Set task 1:
Write out the records exactly, starting at their first line and continuing up to and including the line with "53,309 -> 947,646".

Document passage:
════════

I'm trying to capture the input from the user and determine a hotel's cost for planning a vacation.

I have a problem looping the input so the user can pick another hotel and end the program if the user does not pick any of the keystrokes ("A", "a", "B", "b", "C", "c", "D", or "d"), and then calculate the total cost for hotels.

I came up with this so far:

puts choice = gets.chomp.downcase
puts "For how many nights?"
num=gets.chomp.to_i
puts "Okay...any other hotels?"  
puts choice = gets.chomp.downcase

#Hotel Prices  

#Hotel A
if (choice== "a" or choice=="A") 
cost_2= (num/3)*500 + (num%3)*200
end

#Hotel B
if (choice=="b" or choice=="B")
cost_3= num*250
end

#Hotel C
if (choice=="c" or choice=="C")
cost_4 = (num/3)*700 + (num%3)*300
end

#Hotel D
 if (choice== "d" or choice=="D")
  cost_5= num*500
   end

Hotel Program

4
  • 3
    Have a look at Kernel#loop. Commented May 15, 2017 at 18:18
  • "How To Ask Questions The Smart Way" would be good reading for you. Commented May 15, 2017 at 18:54
  • Don't use a link to an image for information that is important to the question. Instead, copy/paste that into the question and format it appropriately. Links rot then break, and if the information in the link is essential your question will become worthless to others. Remember, your question is an article to help others solve the same problem. Commented May 15, 2017 at 19:00
  • As @sagarpandya82, suggests, the normal way is loop do; ..; break if <some condition)>;...; end. You could use (for example) while true;..;end or while 1;...; end, but loop is preferred. In some case you may prefer while(<some condition>);..;end or until(<some condition);..;end. One advantage of loop is that when the loop contains an enumerator that attempts to enumerate beyond its end, causing the enumerator to raise a StopInteration exception, loop handles the exception by breaking out of the loop. See Kernel#loop. Commented May 15, 2017 at 21:18

3 Answers 3

2

Wrap your code in a while loop,

continue = true
while continue
  ...

════════

Supplied material:
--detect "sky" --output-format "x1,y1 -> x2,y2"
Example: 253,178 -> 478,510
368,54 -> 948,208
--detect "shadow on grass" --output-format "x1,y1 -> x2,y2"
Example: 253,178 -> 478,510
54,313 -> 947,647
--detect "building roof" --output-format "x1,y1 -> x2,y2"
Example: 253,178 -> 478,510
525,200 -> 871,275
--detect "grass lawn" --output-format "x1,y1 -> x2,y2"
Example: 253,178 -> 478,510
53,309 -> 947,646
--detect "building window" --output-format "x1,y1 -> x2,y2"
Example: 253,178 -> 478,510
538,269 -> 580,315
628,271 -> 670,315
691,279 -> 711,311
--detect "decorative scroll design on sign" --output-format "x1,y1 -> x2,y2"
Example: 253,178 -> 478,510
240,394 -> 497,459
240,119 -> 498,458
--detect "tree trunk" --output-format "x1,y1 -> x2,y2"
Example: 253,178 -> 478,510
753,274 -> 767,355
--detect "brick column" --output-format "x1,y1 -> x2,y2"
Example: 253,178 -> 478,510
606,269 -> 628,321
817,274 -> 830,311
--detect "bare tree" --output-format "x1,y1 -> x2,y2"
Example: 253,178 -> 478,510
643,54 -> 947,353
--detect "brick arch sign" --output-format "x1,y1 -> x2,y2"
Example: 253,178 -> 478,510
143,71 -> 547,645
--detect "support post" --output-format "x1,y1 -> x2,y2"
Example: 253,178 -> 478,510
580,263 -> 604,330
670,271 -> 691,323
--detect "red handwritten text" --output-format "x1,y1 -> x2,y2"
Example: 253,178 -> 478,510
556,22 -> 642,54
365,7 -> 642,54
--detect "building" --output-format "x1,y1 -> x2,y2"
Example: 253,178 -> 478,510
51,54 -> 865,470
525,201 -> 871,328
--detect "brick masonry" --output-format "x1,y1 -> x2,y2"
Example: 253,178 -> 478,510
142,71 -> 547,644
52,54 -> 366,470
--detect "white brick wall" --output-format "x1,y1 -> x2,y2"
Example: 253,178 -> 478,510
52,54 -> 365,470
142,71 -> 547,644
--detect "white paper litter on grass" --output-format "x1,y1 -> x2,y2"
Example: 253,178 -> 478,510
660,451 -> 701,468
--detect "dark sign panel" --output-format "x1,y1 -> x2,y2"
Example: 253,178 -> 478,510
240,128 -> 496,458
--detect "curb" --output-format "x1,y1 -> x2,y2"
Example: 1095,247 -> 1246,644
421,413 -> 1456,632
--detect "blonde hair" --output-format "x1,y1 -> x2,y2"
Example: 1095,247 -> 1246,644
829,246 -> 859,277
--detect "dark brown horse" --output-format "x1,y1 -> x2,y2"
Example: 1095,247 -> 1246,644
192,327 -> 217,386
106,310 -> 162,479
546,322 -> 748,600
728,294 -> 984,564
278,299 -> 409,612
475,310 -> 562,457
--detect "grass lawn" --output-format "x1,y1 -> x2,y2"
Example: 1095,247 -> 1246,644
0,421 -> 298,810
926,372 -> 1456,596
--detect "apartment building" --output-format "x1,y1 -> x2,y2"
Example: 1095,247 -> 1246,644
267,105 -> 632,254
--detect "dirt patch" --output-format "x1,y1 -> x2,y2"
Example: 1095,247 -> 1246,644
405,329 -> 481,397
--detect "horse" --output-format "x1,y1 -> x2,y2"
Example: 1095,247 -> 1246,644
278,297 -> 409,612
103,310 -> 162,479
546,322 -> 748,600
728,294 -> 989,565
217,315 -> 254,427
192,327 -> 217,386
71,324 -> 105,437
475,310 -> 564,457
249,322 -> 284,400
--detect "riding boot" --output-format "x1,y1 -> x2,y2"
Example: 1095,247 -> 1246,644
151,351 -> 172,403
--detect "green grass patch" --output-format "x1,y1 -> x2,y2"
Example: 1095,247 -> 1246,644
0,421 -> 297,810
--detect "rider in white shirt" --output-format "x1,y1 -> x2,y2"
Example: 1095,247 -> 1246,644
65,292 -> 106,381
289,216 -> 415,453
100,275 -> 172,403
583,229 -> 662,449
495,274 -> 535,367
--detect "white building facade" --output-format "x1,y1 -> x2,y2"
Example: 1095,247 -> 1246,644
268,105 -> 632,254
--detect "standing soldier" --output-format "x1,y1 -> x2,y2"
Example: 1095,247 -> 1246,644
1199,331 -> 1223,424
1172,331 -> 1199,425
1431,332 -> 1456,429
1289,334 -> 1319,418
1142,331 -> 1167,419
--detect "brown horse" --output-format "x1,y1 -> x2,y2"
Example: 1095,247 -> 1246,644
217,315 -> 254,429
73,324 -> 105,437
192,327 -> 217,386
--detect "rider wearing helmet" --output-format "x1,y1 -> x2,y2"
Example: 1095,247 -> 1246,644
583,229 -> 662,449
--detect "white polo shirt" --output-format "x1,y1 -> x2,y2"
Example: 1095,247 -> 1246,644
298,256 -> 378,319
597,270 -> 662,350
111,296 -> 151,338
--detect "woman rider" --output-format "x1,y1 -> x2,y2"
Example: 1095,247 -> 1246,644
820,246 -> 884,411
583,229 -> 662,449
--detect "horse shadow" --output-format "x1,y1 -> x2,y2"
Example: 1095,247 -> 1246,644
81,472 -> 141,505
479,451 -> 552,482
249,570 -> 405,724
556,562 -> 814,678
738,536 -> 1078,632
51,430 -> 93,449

════════

Set task 2:
In the hotel program question, shorten the comment that begins "Don't use a link to an image" while keeping its main points.

Exercise output 1:
--detect "sky" --output-format "x1,y1 -> x2,y2"
Example: 253,178 -> 478,510
368,54 -> 948,208
--detect "shadow on grass" --output-format "x1,y1 -> x2,y2"
Example: 253,178 -> 478,510
54,313 -> 947,647
--detect "building roof" --output-format "x1,y1 -> x2,y2"
Example: 253,178 -> 478,510
525,200 -> 871,275
--detect "grass lawn" --output-format "x1,y1 -> x2,y2"
Example: 253,178 -> 478,510
53,309 -> 947,646

Exercise output 2:
Information important to a question should be copied into it and formatted properly rather than linked as an image. Links rot and break, and a question that depends on linked information becomes worthless to others. A question is meant to be an article that helps others solve the same problem.